Convert the material below into a numbered list, with blank lines dropped and the pictures left out.

>> Start

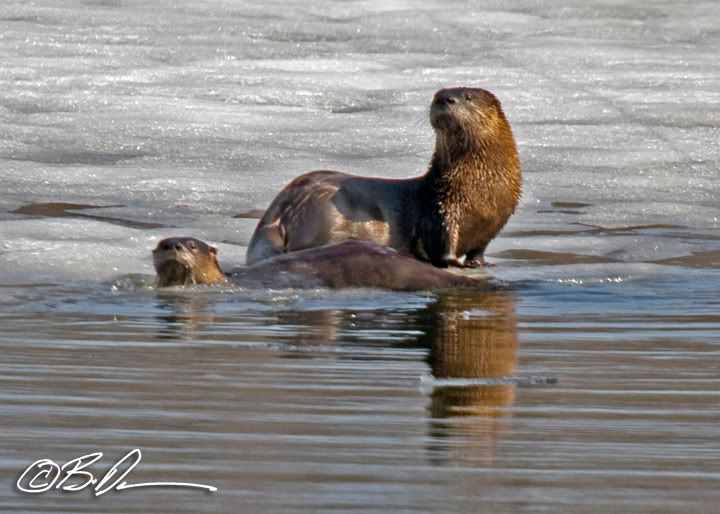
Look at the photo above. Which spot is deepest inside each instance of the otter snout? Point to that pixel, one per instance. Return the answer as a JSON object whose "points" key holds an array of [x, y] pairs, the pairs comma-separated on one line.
{"points": [[446, 97]]}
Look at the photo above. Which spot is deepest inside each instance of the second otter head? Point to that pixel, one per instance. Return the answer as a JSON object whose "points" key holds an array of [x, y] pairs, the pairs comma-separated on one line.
{"points": [[185, 260], [474, 111]]}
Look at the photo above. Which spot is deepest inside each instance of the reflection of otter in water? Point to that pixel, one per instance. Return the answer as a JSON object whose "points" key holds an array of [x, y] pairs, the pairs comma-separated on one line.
{"points": [[470, 190], [471, 336], [186, 260]]}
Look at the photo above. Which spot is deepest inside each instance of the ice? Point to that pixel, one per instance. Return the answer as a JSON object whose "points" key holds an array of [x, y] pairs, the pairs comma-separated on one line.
{"points": [[183, 114]]}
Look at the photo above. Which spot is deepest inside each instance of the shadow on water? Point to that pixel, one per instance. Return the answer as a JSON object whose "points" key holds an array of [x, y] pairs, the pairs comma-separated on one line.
{"points": [[470, 337]]}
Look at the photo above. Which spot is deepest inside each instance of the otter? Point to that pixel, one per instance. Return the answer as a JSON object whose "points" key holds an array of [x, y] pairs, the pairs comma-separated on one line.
{"points": [[454, 210], [185, 260]]}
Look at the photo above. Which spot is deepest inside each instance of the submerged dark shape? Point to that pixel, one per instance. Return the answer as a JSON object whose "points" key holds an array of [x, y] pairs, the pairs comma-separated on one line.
{"points": [[186, 260], [470, 190]]}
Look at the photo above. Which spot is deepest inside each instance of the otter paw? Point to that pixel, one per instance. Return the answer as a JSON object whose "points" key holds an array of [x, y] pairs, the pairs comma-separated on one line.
{"points": [[454, 262]]}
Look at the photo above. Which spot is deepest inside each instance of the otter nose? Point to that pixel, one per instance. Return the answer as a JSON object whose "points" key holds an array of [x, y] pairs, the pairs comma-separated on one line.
{"points": [[445, 98]]}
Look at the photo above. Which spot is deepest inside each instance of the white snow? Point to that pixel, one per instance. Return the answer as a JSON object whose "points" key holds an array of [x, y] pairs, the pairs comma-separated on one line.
{"points": [[186, 113]]}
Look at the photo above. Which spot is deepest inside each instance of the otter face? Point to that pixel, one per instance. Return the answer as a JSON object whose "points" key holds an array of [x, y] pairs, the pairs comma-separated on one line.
{"points": [[462, 108], [185, 260]]}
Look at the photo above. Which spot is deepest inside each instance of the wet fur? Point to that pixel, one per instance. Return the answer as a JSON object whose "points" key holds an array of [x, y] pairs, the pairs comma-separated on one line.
{"points": [[469, 192], [348, 264]]}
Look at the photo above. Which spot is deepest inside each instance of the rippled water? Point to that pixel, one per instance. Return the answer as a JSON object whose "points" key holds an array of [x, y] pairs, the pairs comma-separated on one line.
{"points": [[588, 384]]}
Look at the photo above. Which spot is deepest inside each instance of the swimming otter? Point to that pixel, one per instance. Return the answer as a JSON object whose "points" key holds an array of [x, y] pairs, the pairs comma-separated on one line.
{"points": [[186, 260], [470, 190]]}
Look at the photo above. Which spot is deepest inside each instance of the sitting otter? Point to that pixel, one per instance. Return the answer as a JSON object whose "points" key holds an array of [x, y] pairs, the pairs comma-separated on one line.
{"points": [[186, 260], [467, 195]]}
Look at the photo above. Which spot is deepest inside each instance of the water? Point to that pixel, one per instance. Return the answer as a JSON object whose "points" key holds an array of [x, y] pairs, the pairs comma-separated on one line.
{"points": [[589, 385]]}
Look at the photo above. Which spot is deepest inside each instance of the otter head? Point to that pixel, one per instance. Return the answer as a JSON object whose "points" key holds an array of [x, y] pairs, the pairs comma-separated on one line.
{"points": [[465, 116], [185, 260]]}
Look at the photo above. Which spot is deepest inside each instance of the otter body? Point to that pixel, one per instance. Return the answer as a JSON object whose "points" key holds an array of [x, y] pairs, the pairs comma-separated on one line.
{"points": [[185, 260], [453, 211]]}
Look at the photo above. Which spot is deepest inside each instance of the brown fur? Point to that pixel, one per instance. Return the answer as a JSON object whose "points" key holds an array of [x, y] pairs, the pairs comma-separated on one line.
{"points": [[185, 261], [181, 261], [471, 189]]}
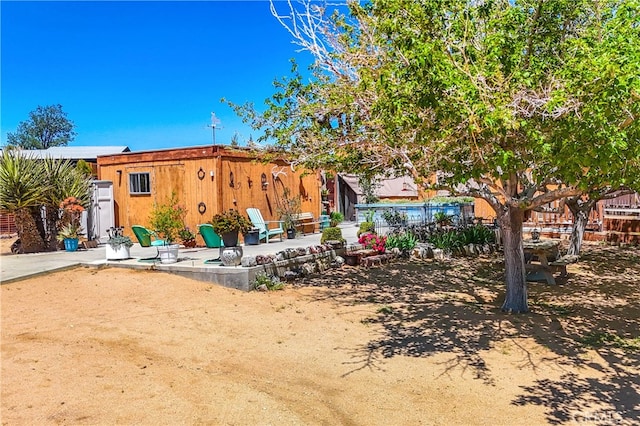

>> End

**ANSWER FOR THIS EXERCISE**
1. Look at the photo above. Which spot is deepest inside each instance of the otter snout? Point to that pixel, one per instance. Return the answer as a JSON object whose "points" key holds an array of [x, y] pairs, the pairs comma-separated on one line.
2. {"points": [[446, 97]]}
3. Look at the photo above. Which spot is deepest inside each instance of the second otter head? Point to that pixel, one per instance. Return the answer as a JSON object whose "points" key holds an array of [x, y] pairs, the pairs comma-separated on one line.
4. {"points": [[185, 260], [474, 111]]}
5. Look at the photo above. Which spot is deepest inside each instance of the reflection of otter in water? Point to that pixel, one per instance. Return the answer as a JSON object whose "points" key holds an array of [x, y] pairs, the pairs comma-separated on one line.
6. {"points": [[470, 190], [471, 336], [186, 260]]}
7. Look at the photo above. Which spot is deepest inside each instance of the ice? Point to that pixel, one per instance. Return the answer as a JSON object whose "points" key holds an array of [x, y] pairs, the pairs comma-separated on one line.
8. {"points": [[183, 114]]}
9. Look at the photo above. Which spot is deepest inside each instance of the shadow on water? Point to that pixel, one per instance. Return the answer as a JSON object whose "points" key holds an array of [x, y] pairs, the pairs comma-separated on one line.
10. {"points": [[470, 337]]}
11. Look at the photo above. Which spot is deepest inside each instance of the otter? Point to that pixel, one per instance. Return the answer as a JSON object whose "points" key holds an array of [x, y] pairs, the pairs comma-separated on one line.
12. {"points": [[454, 210], [185, 260]]}
13. Look at the photo above. Which spot is deepest inside each instance of the submerged dark shape? Point to that pixel, one per instance. Return the answer as a JSON object whose "points" key holds an array of [x, y] pairs, the pairs comma-separated on one line.
14. {"points": [[186, 260], [470, 190]]}
15. Look at the photo above. Which spot is deepest inside each instance of the otter paw? Point to that pixel, one per instance. Return the answer as a JSON object whose "points" key holds an array of [x, y] pairs, the pairs comma-separated on one line.
16. {"points": [[454, 262]]}
17. Look at the photo above. Which spot is deepest inside each instance of the otter nose? Point to that pixel, one per instance. Return the answer as a JSON object whose "points" key holds an array of [x, y] pairs, the pairs comma-separated on one line.
18. {"points": [[445, 98]]}
19. Look at the photo above. Which spot is deepest inside each instance of the white snow? Point to that pixel, one per instance. Return the answer as a JSON object whose "points" key holds an array of [x, y] pairs, the pairs comma-separated on one line.
20. {"points": [[186, 113]]}
21. Look at the photo above. Which spot is deepest inside each instance of the otter face? Point to that pixel, one per instance. Return the answer as a JSON object whose "points" key holds an array of [x, y] pairs, the pairs comma-separated on one line.
22. {"points": [[462, 108], [185, 260]]}
23. Look at the photo above. Which spot is deepest inside each instance of the wet fur? Point to that pixel, one per instance. Return the answer as a JSON object whose "points" key holds an array of [x, y] pairs, the pairs comma-separated on one line.
24. {"points": [[469, 192], [348, 264]]}
25. Look at the photo above. Which spot is deepest inside each instance of the rippled water? Point to that pixel, one per instance. Return the answer as a JSON object whose "points" key holds an array of [x, y] pairs, the pairs comma-separated on one line.
26. {"points": [[588, 384]]}
27. Look at the photo above. Which spot is deepest inside each instance of the swimming otter? Point to that pixel, one per instance. Return the answer as a JSON object whose "points" key holds an array of [x, y] pairs, the pairs comma-separated on one line.
28. {"points": [[186, 260], [470, 190]]}
29. Look at the photo above. Which spot is deepest inside each instance of the sitting otter? Point to that pixel, one per instance. Return the answer as a JSON object whose "points" key holds an array of [x, y] pairs, the pairs comma-separated on one line.
30. {"points": [[186, 260], [467, 195]]}
31. Look at the photo above. Which spot is deepest inside each instance of the water? Point to that pixel, one per instance. Return the answer as a JSON object whose "points" key holds an array of [x, y] pairs, the pairs comma-separated on one line.
32. {"points": [[589, 385]]}
33. Look at the photo above. Which spot is deepest inside each instance of the otter head? Point to that pixel, one per instance. Return the answer as a JSON object whose "points" key holds an array of [x, y] pairs, the pairs comma-separated on one line.
34. {"points": [[465, 116], [185, 260]]}
35. Look at the photo above. Which spot is deepest inside each instance of the otter body? Point to that pixel, one per instance. Return the answer as a JSON object whose "points" key holds an array of [x, y] pairs, the pairs comma-separated on one line.
36. {"points": [[185, 260], [453, 211]]}
37. Look at the photo above. Which spot is deepest inside each instance of the brown fur? Point to that pixel, one per instance. Return the answer as a JSON object whose "points" key holds an array of [x, y] pairs, the pairs comma-separated on one line.
38. {"points": [[185, 261], [181, 261], [471, 189]]}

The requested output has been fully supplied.